**** Vorliegender Auszug ****
# aloha



## Shadofox (19 Dez. 2013)

auch ich möchte mich den möglichen Begrüßungen tapfer entgegenwerfen.... 
ich bin 31 Jahr alt auf Hawaii geboren (wie auch Barak oder Jessica Alba) und schau mir gern die Fotos der Roten Tepiche und Veranstalltungen an. und hier soll es ja angeblich ein paar davon geben  

na dann wünsche ich euch allen noch ne ruhige Nacht


----------



## Punisher (19 Dez. 2013)

willkommen hier


----------



## General (19 Dez. 2013)

Herzlich Willkommen auf CB


----------



## adriane (19 Dez. 2013)

Welcome auf 222832 !!!

Gruss Adriane !!!


----------



## Shadofox (20 Dez. 2013)

yeah.. da wird man bei euch aber freundlich Begrüßt. .  

das bin ich garnicht mehr gewohnt und muss das ersmal verdauen harhar


----------



## Krone1 (20 Dez. 2013)




----------



## Hehnii (20 Dez. 2013)

Viel Spaß beim Stöbern und Herzlich Willkommen!


----------



## candicefan (21 Dez. 2013)

Welcome!


----------



## Robe22 (22 Dez. 2013)

Shadofox schrieb:


> yeah.. da wird man bei euch aber freundlich Begrüßt. .
> 
> das bin ich garnicht mehr gewohnt und muss das ersmal verdauen harhar





Die Begrüssungen gehen weiter 

Herzlich Willkommen!


----------
**** Gesammelte Daten ****
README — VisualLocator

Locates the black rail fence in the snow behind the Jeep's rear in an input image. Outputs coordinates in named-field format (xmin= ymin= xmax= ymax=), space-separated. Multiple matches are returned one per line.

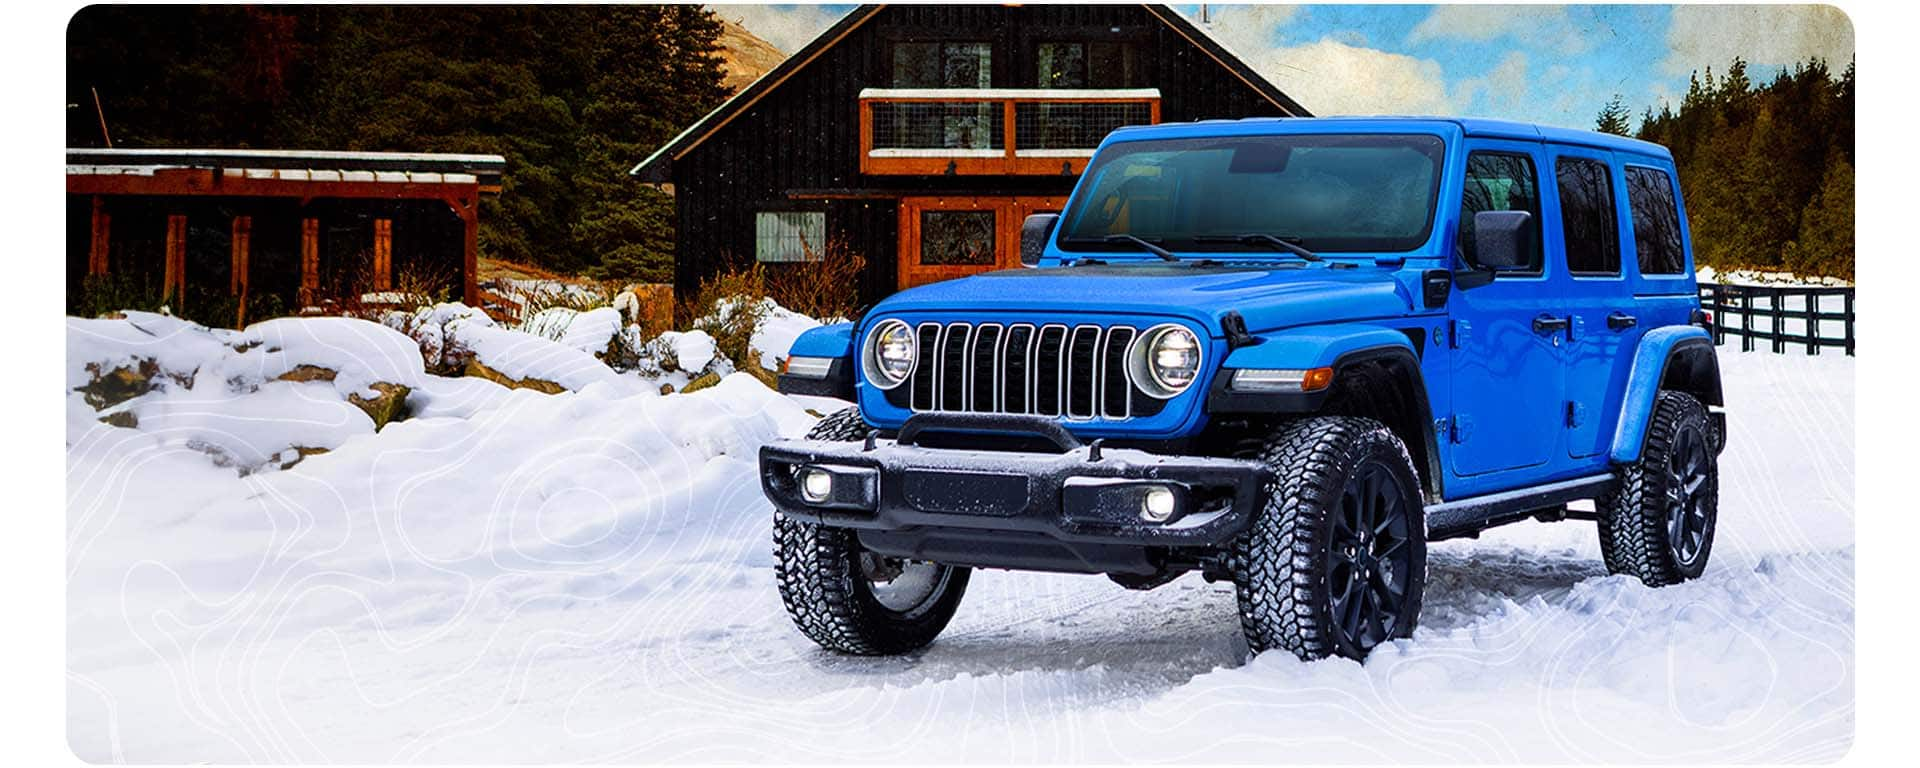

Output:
****
Aufgabe >> Welche Benutzernamen stehen im Forumsthread über Beiträgen mit dem Datum „19 Dez. 2013“? Nenne sie alle.

Schriftliche Lösung >> Shadofox, Punisher, General, adriane